Tasks to perform —
A - In the text about the sky and the Pale Blue Dot photograph, what took the photograph, and on what date?
B - Resume the passage on the sky and the Pale Blue Dot photograph, starting after its last sentence.

-- START Given text --

One could imagine the sky as a complex picture of what the universe looks likes. Isolating a small chunk of that complexity can bring a sense of ease in understanding the connectivity of forces and the vastness of the universe; But, it can also create an unsettling feeling in our insignificance in the world. Such dichotomies along with the micro and macro, the day and the night, darkness and lightness, have a huge role in mediating perceptions of reality for us.
Putting that insignificance in perspective of the lives we live today, can be refreshing. Pale Blue Dot is a photograph of planet Earth taken on February 14, 1990, by the Voyager 1 space probe from a record distance of about 6 billion kilometers (3.7 billion miles, 40.5 AU), as part of that day's Family Portrait series of images of the Solar System.
In the photograph, Earth's apparent size is less than a pixel; the planet appears as a tiny dot against the vastness of space, among bands of sunlight reflected by the camera. (Wikipedia)

-- END Given text --
-- START Information given --

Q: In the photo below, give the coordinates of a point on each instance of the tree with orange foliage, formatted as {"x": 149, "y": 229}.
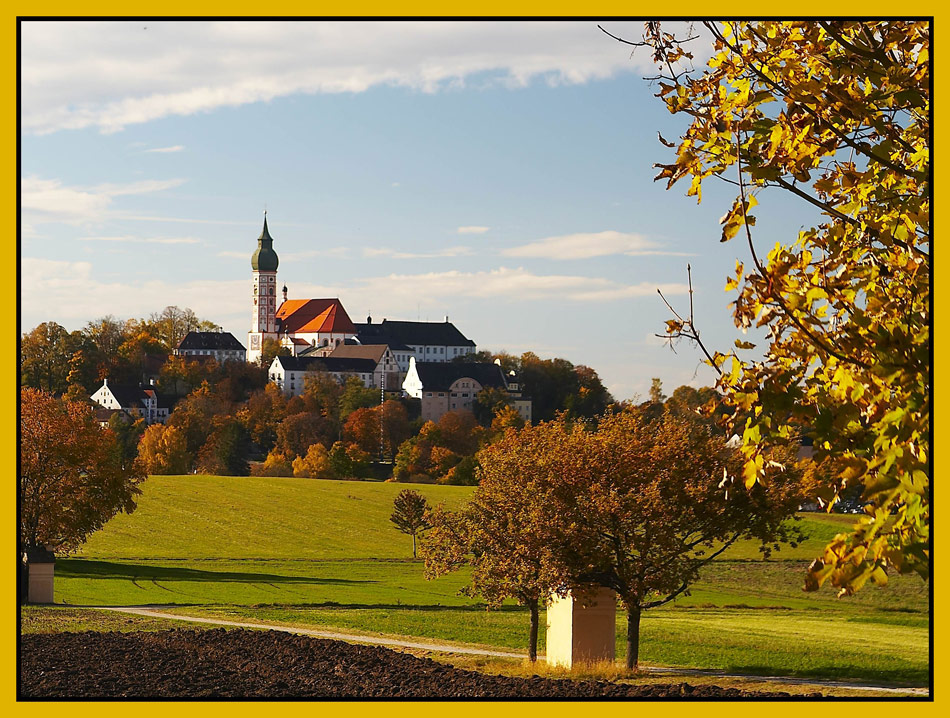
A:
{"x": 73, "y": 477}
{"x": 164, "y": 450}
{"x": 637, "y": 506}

-- END Information given --
-- START Information given --

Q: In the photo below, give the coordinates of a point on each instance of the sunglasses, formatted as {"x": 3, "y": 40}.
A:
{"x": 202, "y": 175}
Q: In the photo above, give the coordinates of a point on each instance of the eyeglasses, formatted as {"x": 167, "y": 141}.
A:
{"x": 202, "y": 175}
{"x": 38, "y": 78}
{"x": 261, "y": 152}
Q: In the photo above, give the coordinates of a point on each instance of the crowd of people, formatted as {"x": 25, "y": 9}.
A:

-- END Information given --

Expected results —
A - The Voyager 1 space probe took it on February 14, 1990.

B -
A deeper understanding of the Pale Blue Dot in Carl Sagan’s own words is that “the Earth is a very small stage in a vast cosmic arena… Our posturings, our imagined self-importance, the delusion that we have some privileged position in the Universe, are challenged by this point of pale light. It has been said that astronomy is a humbling and character-building experience. There is perhaps no better demonstration of the folly of human conceits than this distant image of our tiny world. To me, it underscores our responsibility to deal more kindly with one another, and to preserve and cherish the pale blue dot, the only home we've ever known. “ (Carl Sagan, Pale Blue Dot, 1994)
Seen from about 6 billion kilometers, Earth appears as a tiny dot (the blueish-white speck approximately halfway down the brown band to the right) within the darkness of deep space.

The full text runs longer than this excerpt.